For the people who know about Paleo:
from my understanding as human beings we are considerably different from humans who lived in 1900, much less those who lived literally hand to mouth thousands of years ago. Why should we advocate the same approximate diet if our bodies differ so much?
the blood sugar/insulin hit is bad for us. (I disagree. The insulin hit isn't that bad because of the fiber in the vegetable.
But you don't get insulin from food -- your pancreas manufactures it to use glucose properly.
Root vegetables may be full of carbs, but they're still healthier than a donut, you know?
But that's me -- I can't imagine giving up anything I like, so.
Speaking as an anthropologist, I say bullshit.
Indeed. It's a hell of a lot easier to dig up some purple potatoes than chase down an alpaca, you know?
I don't understand.
Many of those links say he's green.
Basically, most modern Paleo folks are looking for foods that they already like that are on the Paleo-Approved list.
This is my beef (SEE WHAT I DID THERE) with the whole Paleo concept. Not the general notion of "foods that are less processed are better for you than Wonder Bread" but that it tends to come out in practice as "steak and eggs for breakfast every morning, rawr, I'm a HUNTER!"
I mean, I doubt many people on a modern "paleo" diet are spending the winter months living off of beef jerky and acorns.
mean, I doubt many people on a modern "paleo" diet are spending the winter months living off of beef jerky and acorns.
I would totally love to live off beef jerky and nuts (not acorns cause they taste like ass and have to be processed, ironically, in some way to be palatable).
In other news, we are moving in 11 days and I have to pack up and move my classroom in 6 days. I feel sick.
I'm not really on board with Paleo being into eggs, though, since an easy supply of eggs is a result of domesticated fowl, and they wouldn't have been available year-round in quantity in the real Paleolithic.

RECORD EXCERPTS —
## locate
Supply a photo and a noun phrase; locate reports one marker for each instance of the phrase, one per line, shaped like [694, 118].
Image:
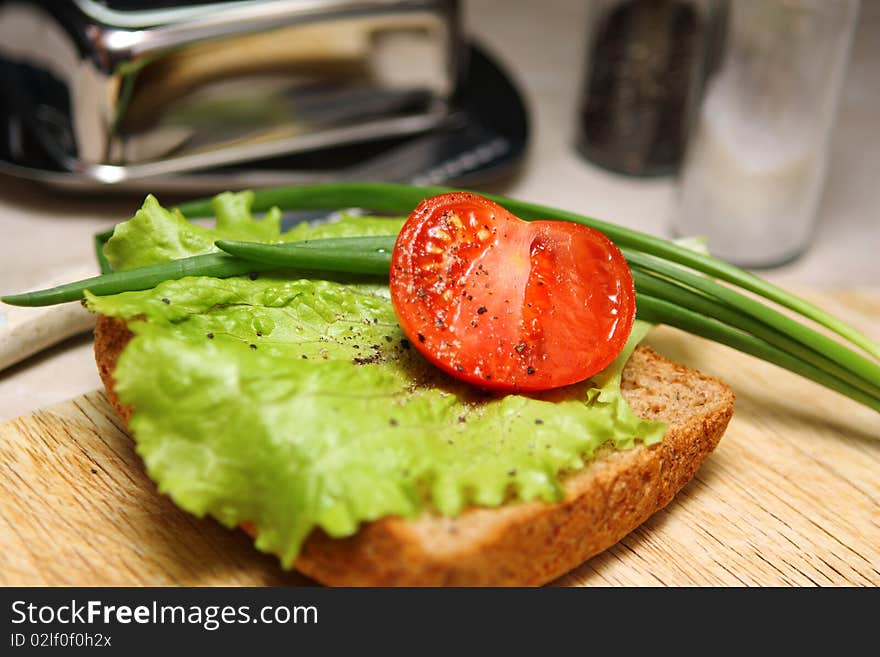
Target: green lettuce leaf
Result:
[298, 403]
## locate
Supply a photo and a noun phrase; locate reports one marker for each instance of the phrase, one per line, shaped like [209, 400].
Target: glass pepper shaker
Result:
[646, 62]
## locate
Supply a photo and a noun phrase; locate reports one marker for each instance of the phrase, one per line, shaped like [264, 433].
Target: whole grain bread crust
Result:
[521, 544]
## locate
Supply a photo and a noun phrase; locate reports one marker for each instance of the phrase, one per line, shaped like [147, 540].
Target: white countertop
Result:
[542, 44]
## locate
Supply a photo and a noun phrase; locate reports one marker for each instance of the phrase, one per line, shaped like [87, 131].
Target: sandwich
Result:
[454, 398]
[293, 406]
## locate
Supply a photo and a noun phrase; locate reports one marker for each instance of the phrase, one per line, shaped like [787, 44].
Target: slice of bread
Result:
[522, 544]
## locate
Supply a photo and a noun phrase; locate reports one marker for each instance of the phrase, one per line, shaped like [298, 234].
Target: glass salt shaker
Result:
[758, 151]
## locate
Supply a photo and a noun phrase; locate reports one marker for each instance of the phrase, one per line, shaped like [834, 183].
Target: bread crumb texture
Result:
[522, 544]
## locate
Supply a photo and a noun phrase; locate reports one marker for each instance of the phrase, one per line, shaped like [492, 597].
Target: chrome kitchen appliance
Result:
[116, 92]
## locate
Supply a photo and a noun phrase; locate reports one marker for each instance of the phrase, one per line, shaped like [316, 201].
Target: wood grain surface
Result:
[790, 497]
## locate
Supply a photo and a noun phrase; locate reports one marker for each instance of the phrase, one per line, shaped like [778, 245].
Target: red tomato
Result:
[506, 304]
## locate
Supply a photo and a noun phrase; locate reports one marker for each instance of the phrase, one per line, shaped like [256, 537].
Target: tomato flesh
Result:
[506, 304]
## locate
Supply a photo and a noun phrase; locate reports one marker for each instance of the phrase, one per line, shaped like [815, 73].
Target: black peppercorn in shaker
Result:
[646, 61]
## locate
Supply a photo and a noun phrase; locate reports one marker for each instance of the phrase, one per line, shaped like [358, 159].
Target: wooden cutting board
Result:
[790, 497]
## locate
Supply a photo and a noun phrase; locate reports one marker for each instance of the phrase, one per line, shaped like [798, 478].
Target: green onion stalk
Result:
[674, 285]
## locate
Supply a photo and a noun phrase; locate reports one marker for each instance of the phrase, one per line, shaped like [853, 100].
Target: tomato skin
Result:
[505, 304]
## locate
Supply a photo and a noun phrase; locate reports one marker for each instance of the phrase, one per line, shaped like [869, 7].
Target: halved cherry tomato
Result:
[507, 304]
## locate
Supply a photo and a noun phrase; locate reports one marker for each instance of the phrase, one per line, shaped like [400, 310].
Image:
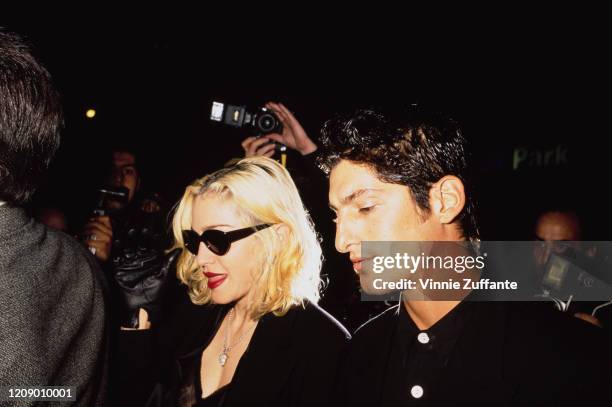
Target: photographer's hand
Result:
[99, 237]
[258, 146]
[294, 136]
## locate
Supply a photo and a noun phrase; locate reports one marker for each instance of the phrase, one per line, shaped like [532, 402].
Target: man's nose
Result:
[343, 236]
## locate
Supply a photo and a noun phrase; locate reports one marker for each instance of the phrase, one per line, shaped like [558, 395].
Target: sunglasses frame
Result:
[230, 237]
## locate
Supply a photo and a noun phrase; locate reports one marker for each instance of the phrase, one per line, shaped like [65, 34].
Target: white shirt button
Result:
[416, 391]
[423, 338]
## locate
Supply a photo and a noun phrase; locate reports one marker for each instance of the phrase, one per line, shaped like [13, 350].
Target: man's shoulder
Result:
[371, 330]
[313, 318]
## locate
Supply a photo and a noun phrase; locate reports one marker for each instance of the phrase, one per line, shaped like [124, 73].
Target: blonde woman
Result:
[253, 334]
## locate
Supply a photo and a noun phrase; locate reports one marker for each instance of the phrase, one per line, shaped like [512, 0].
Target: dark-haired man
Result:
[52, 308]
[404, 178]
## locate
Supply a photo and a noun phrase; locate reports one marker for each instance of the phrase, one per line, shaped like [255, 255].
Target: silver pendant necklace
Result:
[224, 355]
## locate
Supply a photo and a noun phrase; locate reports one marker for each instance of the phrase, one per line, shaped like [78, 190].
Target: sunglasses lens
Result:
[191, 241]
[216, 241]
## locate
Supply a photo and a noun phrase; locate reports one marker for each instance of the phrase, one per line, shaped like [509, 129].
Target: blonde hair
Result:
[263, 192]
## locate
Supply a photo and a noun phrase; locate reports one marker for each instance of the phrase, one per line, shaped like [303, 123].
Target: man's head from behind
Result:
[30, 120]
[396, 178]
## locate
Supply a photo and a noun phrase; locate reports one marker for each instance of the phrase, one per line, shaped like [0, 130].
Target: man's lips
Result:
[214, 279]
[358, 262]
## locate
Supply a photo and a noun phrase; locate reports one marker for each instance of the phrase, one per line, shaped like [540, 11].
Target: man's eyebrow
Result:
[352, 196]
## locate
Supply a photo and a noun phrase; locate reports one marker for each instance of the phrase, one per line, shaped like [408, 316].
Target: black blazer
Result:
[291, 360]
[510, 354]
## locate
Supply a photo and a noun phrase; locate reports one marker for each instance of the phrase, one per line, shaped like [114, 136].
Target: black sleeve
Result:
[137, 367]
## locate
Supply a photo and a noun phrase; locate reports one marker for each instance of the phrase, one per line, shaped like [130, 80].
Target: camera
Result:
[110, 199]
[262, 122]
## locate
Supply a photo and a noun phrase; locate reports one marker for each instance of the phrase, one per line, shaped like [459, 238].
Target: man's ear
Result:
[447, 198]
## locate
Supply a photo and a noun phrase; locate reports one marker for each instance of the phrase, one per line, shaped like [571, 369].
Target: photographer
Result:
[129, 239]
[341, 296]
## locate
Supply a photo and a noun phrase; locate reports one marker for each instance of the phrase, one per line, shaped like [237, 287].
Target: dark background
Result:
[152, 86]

ASSIGNED TASK A —
Answer these questions from the Paleo discussion:
(i) What does one poster say is easier to dig up than chasing down an alpaca?
(ii) In how many days does one poster have to pack up and move a classroom?
(iii) According to the comment about eggs, an easy supply of eggs is a result of what?
ASSIGNED TASK B —
Please write out everything in the Paleo discussion from "I'm not really" down to "the real Paleolithic.".

TASK ANSWER A —
(i) Purple potatoes
(ii) 6 days
(iii) Domesticated fowl

TASK ANSWER B —
I'm not really on board with Paleo being into eggs, though, since an easy supply of eggs is a result of domesticated fowl, and they wouldn't have been available year-round in quantity in the real Paleolithic.